[Given data]
^^^^^^^^
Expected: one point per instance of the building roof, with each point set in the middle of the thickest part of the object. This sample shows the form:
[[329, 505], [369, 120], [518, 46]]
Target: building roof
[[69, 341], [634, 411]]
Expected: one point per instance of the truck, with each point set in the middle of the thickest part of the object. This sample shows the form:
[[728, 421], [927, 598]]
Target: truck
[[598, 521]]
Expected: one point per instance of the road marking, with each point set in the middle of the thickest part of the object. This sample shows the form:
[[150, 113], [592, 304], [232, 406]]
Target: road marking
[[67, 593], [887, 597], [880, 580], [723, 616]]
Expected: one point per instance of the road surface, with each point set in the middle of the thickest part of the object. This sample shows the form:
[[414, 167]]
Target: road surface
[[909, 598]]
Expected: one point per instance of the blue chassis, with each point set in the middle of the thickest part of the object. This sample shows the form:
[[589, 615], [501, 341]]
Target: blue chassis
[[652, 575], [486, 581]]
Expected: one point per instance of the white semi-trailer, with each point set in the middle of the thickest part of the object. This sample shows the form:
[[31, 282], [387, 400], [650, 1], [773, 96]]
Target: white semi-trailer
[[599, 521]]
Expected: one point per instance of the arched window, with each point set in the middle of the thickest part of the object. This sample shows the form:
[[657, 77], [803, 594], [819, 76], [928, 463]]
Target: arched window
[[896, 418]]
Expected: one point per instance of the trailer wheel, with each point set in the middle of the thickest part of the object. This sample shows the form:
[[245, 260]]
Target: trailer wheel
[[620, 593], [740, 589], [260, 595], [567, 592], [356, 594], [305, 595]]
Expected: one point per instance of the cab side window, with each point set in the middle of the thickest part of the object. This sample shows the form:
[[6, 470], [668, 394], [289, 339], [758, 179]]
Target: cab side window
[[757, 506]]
^^^^^^^^
[Task prompt] Every line of the listing should be given again exactly.

[The completed task]
Expected: one point per instance of the building roof, with each point set in the middle of the thickest part of the object. This sample shows the form:
[[329, 505], [369, 120], [518, 46]]
Target: building roof
[[69, 341], [634, 411]]
Expected: one point per instance of the truck, with each point set in the middle of the thickest part of the object. This sample shows the form:
[[728, 421], [927, 598]]
Target: truck
[[598, 521]]
Expected: one point per instance of the road marking, with each point set in the middle of the thickest part of the object. This sample shows the form:
[[150, 113], [592, 304], [232, 406]]
Target: road marking
[[67, 593], [887, 597], [880, 580], [723, 616]]
Expected: one point per instance of the road surface, with each point set in the middle of the thickest part of the object. This sample shows the form:
[[414, 167]]
Target: road surface
[[909, 598]]
Expected: one point per instance of the blue chassis, with each point set in the middle of the thickest part of the object. This sample shows the form:
[[589, 615], [501, 341]]
Target: blue chassis
[[652, 575], [486, 581]]
Expected: one point per instance of the white semi-trailer, with each point set in the middle of the thickest part of the object. This sample shows the form:
[[31, 282], [387, 400], [650, 1], [773, 96]]
Target: white semi-trailer
[[599, 521]]
Expected: one point per instance of the arched window, with each point set in the middle of the thickest part of the object. This sample shows the form:
[[657, 77], [803, 594], [819, 76], [928, 463]]
Target: arched window
[[896, 418]]
Expected: one point per instance of the trailer wheel, with each point set in the middle of the thickest part of the object. This sample shows the form:
[[245, 260]]
Target: trailer wheel
[[620, 593], [740, 589], [260, 595], [567, 592], [356, 594], [305, 595]]
Expected: one point per instance of the cab side window, with each point set in the middle of the thickest part of the object. This sample shows the form:
[[6, 470], [668, 394], [289, 339], [758, 179]]
Target: cab side window
[[757, 506]]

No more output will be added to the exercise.